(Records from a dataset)

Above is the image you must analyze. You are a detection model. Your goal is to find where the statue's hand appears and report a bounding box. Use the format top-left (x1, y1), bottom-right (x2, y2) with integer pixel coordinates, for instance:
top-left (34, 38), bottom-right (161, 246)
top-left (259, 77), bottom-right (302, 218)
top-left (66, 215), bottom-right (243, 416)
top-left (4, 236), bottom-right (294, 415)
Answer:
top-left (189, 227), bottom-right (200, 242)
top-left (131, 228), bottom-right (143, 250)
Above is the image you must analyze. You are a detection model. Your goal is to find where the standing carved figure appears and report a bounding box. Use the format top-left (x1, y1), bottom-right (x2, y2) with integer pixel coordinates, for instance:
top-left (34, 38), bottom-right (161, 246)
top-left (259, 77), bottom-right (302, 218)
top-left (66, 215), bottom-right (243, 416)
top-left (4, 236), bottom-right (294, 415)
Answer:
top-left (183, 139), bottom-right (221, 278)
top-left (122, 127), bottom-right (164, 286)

Objective :: Format every line of the data above as a JSON list of strings, with one string per line and blank lines omitted.

Solution to this task ::
[
  "Above is the image you must analyze. You are a detection model. Your goal is to find where the statue's hand appears and report a bounding box. Use the format top-left (x1, y1), bottom-right (x2, y2) with integer pixel coordinates, for instance:",
  "top-left (34, 38), bottom-right (161, 246)",
  "top-left (259, 77), bottom-right (302, 218)",
  "top-left (66, 215), bottom-right (243, 416)",
  "top-left (4, 236), bottom-right (294, 415)",
  "Answer:",
  "top-left (189, 227), bottom-right (200, 242)",
  "top-left (131, 228), bottom-right (143, 250)",
  "Above is the image you must analyze. You are a detection model. Your goal is to find where the standing carved figure appears and report a bounding box. Use the format top-left (x1, y1), bottom-right (x2, y2) with integer pixel coordinates, for instance:",
  "top-left (34, 38), bottom-right (161, 246)",
  "top-left (259, 77), bottom-right (302, 218)",
  "top-left (66, 215), bottom-right (243, 416)",
  "top-left (4, 236), bottom-right (294, 415)",
  "Answer:",
  "top-left (183, 139), bottom-right (221, 278)",
  "top-left (122, 127), bottom-right (164, 286)"
]